# Report from Darwin N.T



## ChoonaChaser (May 28, 2013)

G'day kayakers,

Just sharing a few photos from some recent trips along Darwin's foreshore. 
I have a hobie pro anger and usually fast troll hard bodies over some shallow reef not too far off shore.

Couple of first for me:

Got my first wild barra from a kayak
Seen a croc from the kayak
and sunk in my kayak

The barra was 55cm and was caught near mindil markets here in Darwin, at 55cm it was small but I was stoked
The croc I saw at Lee point. I was heading out to troll some hard bodies for pelagics and pretty much ran into the 2.5m salty as he was transiting from Shoal bay into the harbour. He ignored me and kept cruising...
While on the way to East Point, I incorrectly strapped my hobie down bad on my 6x4 trailer and consequently put 2 stress holes under the seat in the drainage part.
I didn't know this to until I had already launched and saw my dry box start lifting from water right in front of me.

the yak has been plastic welded and fixed
the trailer has been better set up
as for the croc it was rare along the foreshore, it was scary 
but has not put me off

I love yakking to much 
Cheers from up North
Choona


----------



## captaincoochin (Nov 11, 2012)

Nice fish bag, and Nice haul of fish. Your not worried yak fishing in croc infested waters at night?
Fortune favours the brave ey..


----------



## Zed (Sep 18, 2006)

I'd write a letter. You're only getting partial fish up there.


----------



## Geoffw (Jan 23, 2011)

A great spot to be fishing from and some nice pics there but I'm not sure I would do it from a yak. While I was there a croc had a go at a dog being walked on Mindle beach and I have seen more than a couple make that transition with the incoming tide at lee point. Go the brave!


----------



## jbonez (Jul 9, 2013)

Legendary stuff mate, looks like you would not want to sink in those waters might be a stressful swim back,

Must be alot of fun fishing topwater lures up there


----------



## clarkey (Jan 13, 2009)

Good stuff mate.


----------



## Deefa (Dec 22, 2012)

I can understand why you are sticking to the inner reefs.
Good stuff.


----------



## scater (Nov 24, 2007)

Good fish, and well done on getting out there in the yak, I never had the guts. That moustache looks like it's been added later using MS Paint. You need and Akubra.


----------



## ChoonaChaser (May 28, 2013)

Cheers for the replies lads,

Love how my mo gets more attention then my fishing report lol

Crocs - We fish the foreshore 
General rule is stay out of the mangroves

Crocs don't live on the foreshore but they use it as a high way for cruising through.
Higher chance of a pranging the car on the way to kayak fishing, I think anyway.

Well I got Spaniyard this morning trolling a gold bomber 
Not massive like you east coast boyz but was stoked

Cheerz from up North 
Choona


----------



## captaincoochin (Nov 11, 2012)

Nice mo


----------



## RhubarbTheYeti (Oct 28, 2013)

Resembles a young Graeme Gooch :?


----------

Problem A
List the firsts that the original poster reports in the thread above.

Records for this exercise

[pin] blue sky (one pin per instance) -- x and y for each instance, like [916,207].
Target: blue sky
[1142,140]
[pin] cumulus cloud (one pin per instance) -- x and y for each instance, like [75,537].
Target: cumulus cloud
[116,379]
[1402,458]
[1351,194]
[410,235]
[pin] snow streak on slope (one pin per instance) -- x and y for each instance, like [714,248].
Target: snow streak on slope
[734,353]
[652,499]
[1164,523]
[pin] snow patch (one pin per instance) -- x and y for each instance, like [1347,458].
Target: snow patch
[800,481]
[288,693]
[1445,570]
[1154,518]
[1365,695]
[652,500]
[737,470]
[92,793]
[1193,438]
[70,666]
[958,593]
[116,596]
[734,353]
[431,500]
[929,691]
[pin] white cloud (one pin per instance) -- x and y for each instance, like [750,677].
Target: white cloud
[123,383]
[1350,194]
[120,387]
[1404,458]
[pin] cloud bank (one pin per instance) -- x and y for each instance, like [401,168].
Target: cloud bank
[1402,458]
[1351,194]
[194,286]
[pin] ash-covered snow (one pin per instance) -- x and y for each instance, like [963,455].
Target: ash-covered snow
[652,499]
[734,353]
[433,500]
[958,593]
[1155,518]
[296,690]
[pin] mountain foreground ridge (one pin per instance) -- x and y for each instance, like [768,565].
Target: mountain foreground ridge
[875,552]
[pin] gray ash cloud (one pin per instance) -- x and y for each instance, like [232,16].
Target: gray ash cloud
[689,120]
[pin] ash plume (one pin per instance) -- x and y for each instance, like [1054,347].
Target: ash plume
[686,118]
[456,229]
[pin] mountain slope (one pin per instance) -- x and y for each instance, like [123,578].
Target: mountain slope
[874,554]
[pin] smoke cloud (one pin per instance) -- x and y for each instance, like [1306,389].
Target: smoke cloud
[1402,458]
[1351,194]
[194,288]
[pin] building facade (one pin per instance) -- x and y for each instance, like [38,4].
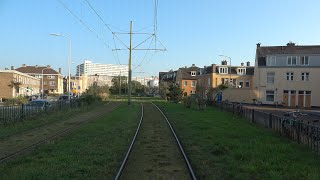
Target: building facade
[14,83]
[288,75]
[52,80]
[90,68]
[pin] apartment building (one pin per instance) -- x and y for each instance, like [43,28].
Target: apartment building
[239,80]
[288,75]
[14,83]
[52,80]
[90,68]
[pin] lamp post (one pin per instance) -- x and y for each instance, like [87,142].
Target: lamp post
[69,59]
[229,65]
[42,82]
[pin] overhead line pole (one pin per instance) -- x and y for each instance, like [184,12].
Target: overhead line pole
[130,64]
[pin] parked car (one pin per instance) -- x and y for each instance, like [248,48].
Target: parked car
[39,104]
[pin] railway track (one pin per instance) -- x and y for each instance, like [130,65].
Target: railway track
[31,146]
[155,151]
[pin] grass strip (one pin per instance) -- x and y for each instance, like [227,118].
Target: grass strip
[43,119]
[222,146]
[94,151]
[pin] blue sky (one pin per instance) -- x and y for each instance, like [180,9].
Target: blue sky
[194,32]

---

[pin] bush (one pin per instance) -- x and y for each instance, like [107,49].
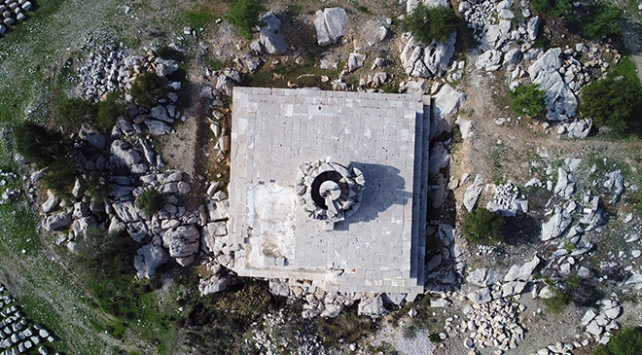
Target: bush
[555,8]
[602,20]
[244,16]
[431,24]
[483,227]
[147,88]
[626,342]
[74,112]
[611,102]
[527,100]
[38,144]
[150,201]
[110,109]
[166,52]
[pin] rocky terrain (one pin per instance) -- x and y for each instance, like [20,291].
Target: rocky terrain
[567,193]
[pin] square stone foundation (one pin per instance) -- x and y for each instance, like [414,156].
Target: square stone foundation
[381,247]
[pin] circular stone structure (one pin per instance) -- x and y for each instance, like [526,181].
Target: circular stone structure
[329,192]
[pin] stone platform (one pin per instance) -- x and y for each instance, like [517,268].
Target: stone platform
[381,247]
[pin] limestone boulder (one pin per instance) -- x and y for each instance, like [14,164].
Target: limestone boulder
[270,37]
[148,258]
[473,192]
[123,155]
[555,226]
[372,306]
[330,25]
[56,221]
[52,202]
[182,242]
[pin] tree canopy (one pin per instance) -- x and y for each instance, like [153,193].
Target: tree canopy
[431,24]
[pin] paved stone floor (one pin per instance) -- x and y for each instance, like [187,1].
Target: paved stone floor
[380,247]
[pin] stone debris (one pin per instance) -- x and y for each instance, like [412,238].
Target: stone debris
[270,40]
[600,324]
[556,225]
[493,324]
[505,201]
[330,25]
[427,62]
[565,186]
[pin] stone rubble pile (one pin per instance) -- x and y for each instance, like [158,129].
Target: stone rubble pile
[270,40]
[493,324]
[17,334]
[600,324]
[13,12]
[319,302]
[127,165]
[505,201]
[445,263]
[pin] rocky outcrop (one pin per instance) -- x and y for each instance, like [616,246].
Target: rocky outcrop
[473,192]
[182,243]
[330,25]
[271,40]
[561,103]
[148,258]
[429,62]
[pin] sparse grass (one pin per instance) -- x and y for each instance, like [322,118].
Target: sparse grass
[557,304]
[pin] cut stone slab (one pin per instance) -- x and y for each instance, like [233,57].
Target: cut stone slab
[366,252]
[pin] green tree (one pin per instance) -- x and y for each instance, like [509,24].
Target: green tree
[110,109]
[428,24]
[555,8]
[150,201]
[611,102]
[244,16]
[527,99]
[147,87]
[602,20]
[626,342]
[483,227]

Problem B
Report every line of the entries above that contains the word "square".

Solution A
- Got a first wild barra from a kayak
- Saw a croc from the kayak
- Sank in the kayak

Solution B
[pin] square stone foundation (one pin per instance) -- x and y for each instance, like [414,156].
Target: square stone foundation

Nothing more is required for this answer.